▶ The data:

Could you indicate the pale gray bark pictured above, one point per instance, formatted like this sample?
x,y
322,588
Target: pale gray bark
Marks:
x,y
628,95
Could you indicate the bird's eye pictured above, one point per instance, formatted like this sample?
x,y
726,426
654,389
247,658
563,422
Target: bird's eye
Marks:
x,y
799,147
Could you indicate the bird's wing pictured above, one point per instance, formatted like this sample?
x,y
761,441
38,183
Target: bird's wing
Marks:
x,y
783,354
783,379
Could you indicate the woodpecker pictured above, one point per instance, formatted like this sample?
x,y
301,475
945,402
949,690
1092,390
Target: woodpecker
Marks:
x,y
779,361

▶ What you are asked to do: Reproduce all the entries above, swapping each "Marks" for "Points" and keeping everything else the same.

▶ Exercise response:
Could you indicate the pale gray bark pictured above, one point per instance, formatted like this sample?
x,y
322,588
Target: pale gray bark
Points:
x,y
628,95
Could you indicate the bird's eye pictured above, one point per instance, formatted like this sample?
x,y
726,426
654,389
247,658
563,422
Target: bird's eye
Points:
x,y
799,147
Could you indicate the bird's wing pictured above, one point per instance, formatted like this sample?
x,y
761,441
38,183
Target: bird's wing
Points:
x,y
783,354
783,379
Could you indicate the woodpecker pictured above, one point per instance, formatted like this sample?
x,y
301,475
945,402
949,690
1092,390
Target: woodpecker
Points:
x,y
779,361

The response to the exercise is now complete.